▸ Requirement:
Among the records below, find the lines that contain "Place" and copy each of them.

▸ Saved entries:
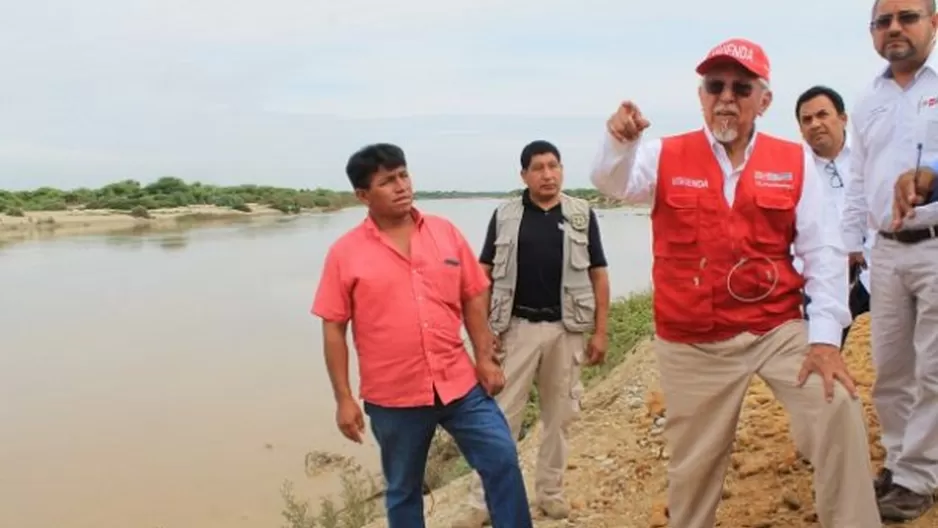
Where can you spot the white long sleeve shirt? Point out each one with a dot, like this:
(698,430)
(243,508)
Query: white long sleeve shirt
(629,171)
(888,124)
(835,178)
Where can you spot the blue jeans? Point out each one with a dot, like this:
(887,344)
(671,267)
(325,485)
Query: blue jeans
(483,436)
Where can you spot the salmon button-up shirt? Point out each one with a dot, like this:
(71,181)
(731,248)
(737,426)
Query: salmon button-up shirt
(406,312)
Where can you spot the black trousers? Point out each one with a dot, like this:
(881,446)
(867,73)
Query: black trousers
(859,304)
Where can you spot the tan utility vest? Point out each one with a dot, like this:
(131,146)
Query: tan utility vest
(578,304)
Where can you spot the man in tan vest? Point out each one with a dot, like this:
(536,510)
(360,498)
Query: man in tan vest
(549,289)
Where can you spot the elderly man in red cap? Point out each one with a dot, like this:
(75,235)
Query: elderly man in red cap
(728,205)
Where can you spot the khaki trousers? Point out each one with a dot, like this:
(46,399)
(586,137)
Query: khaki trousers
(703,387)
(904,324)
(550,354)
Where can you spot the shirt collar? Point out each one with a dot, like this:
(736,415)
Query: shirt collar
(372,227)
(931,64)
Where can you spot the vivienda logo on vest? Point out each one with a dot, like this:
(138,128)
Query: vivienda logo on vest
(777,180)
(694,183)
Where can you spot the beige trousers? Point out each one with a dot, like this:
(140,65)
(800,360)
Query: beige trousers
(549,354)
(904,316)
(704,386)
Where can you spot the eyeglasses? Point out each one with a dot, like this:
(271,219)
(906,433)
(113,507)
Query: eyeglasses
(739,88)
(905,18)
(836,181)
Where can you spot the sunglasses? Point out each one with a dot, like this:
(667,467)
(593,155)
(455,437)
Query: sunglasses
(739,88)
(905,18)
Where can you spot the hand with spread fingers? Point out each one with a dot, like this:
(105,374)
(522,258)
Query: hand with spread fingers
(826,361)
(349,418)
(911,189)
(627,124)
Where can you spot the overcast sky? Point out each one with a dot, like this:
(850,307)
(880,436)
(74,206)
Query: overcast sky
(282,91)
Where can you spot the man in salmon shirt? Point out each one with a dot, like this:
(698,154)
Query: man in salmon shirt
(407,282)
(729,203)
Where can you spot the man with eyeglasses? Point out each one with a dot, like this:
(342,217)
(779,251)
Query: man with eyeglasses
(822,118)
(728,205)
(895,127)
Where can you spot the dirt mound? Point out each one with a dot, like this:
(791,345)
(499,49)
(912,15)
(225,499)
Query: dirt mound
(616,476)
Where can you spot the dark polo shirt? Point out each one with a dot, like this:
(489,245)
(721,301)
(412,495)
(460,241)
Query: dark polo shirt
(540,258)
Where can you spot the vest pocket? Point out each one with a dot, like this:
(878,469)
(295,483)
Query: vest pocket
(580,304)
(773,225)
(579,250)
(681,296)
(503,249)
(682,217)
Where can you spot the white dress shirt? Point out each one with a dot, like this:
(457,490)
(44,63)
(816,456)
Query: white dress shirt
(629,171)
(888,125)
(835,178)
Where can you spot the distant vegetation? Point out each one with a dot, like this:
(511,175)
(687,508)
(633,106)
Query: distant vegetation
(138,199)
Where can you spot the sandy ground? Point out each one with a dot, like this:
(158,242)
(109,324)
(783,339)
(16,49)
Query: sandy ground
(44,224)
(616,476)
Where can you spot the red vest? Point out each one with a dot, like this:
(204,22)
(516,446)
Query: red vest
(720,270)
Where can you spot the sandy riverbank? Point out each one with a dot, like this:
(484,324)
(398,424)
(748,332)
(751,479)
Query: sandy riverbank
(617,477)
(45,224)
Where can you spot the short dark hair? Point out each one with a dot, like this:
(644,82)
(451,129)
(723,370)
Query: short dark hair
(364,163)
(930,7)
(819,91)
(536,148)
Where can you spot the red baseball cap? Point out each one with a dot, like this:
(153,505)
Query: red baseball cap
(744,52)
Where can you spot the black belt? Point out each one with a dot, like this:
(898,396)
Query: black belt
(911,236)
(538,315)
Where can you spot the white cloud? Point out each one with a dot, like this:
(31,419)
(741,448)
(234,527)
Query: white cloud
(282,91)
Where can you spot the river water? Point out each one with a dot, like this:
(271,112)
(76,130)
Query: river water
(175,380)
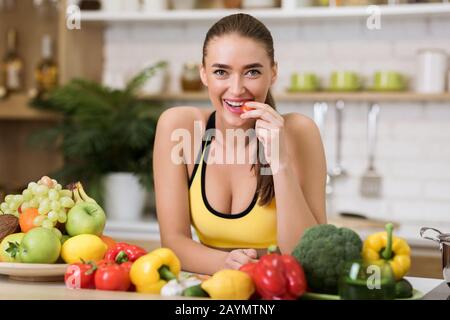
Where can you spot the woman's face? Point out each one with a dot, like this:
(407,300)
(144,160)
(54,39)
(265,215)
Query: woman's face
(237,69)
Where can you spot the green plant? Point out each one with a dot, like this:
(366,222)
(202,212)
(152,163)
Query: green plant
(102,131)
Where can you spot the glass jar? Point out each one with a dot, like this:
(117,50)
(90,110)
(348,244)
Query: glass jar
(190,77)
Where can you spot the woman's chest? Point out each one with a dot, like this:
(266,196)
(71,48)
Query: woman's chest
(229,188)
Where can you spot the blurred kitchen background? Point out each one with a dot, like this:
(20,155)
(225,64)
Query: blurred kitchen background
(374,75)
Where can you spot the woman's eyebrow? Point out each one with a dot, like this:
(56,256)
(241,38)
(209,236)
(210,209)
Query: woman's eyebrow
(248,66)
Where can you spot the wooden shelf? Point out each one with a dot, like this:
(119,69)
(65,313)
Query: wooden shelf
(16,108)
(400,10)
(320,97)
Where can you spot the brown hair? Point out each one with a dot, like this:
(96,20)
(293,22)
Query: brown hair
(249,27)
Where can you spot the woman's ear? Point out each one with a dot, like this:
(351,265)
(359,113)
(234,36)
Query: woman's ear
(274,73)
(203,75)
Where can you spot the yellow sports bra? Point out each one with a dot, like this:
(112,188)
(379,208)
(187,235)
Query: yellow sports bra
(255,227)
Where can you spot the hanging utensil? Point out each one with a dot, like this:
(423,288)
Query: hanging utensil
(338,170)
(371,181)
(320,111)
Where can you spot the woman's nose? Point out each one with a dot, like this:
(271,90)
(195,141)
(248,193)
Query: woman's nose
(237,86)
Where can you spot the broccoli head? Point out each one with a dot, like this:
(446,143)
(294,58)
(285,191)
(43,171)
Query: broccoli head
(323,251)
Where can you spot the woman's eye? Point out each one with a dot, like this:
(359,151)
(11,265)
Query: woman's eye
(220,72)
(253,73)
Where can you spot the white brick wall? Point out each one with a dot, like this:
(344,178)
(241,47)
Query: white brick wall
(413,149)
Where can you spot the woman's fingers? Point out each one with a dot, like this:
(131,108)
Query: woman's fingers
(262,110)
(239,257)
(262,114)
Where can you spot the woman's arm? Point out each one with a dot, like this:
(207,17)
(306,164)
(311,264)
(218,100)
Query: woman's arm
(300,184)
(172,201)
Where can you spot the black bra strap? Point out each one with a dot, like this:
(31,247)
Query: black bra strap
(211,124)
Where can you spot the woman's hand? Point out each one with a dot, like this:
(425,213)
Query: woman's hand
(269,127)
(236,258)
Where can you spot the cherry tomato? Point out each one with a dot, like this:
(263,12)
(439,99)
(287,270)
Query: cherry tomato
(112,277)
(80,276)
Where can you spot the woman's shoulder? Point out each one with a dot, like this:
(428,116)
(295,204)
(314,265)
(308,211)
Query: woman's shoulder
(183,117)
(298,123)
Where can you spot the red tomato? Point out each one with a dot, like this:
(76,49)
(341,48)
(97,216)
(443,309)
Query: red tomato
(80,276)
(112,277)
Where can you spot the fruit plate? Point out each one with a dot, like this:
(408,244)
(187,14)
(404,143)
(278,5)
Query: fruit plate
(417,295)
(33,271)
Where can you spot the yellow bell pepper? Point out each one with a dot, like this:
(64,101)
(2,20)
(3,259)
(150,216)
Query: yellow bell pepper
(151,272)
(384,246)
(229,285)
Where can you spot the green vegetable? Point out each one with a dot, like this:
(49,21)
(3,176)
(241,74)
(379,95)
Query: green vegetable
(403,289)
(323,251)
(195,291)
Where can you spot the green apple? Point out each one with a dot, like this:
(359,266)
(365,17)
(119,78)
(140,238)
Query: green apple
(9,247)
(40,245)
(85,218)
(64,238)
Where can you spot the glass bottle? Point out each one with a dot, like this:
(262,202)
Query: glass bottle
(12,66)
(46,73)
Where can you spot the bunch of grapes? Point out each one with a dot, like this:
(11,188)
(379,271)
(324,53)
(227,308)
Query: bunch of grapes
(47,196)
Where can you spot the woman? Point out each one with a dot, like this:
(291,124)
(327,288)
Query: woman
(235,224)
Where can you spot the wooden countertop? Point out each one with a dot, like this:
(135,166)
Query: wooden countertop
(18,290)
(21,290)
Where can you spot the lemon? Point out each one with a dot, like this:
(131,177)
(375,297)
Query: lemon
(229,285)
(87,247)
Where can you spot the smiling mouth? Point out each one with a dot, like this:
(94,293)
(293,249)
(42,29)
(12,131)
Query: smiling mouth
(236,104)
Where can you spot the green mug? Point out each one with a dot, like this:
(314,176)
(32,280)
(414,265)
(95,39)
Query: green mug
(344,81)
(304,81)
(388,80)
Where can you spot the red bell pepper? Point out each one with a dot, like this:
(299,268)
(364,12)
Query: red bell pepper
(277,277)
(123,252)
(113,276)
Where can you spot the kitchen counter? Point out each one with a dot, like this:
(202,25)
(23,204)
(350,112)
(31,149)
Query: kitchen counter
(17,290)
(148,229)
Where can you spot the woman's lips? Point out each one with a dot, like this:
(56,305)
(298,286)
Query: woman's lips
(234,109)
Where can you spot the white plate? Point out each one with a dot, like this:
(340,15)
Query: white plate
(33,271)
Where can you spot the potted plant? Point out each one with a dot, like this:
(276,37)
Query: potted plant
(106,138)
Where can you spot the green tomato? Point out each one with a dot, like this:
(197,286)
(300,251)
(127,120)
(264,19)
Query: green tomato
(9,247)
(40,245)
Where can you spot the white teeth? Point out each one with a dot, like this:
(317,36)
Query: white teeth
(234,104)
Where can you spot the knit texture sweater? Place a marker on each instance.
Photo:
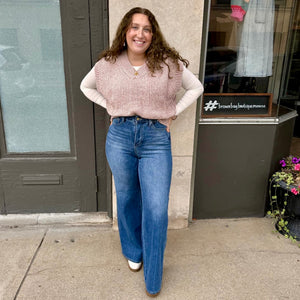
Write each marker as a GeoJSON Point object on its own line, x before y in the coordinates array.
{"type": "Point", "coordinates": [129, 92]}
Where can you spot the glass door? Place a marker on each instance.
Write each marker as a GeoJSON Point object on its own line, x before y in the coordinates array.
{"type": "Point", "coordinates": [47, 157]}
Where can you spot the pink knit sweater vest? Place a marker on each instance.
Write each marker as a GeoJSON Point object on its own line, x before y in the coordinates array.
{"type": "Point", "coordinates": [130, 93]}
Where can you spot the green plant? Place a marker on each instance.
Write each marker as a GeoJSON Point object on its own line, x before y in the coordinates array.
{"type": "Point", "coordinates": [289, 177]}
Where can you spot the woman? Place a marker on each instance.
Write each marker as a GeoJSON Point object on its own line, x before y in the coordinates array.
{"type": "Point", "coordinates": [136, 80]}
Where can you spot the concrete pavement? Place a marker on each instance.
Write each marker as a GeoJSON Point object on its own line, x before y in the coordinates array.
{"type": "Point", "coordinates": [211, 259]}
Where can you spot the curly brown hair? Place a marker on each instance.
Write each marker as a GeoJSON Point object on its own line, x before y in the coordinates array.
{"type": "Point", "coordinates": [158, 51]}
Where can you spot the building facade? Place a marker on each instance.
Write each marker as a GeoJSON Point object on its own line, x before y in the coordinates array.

▸ Solution for this task:
Where can you spot the knit texture sweater? Place a marker on each instance.
Where can you spot the glass door? Place a marker on each instance.
Where can you spot the pink knit sweater vest? Place a marker on each instance.
Where can you spot the green plant? Place a marker on each instance.
Where can you spot the woman? Place a marker on each instance.
Where can you spot the concrete pavement? Place a marker on each instance.
Where can you spot the curly brown hair? Place a marker on each instance.
Where can you spot the building facade? Place a marker on each instance.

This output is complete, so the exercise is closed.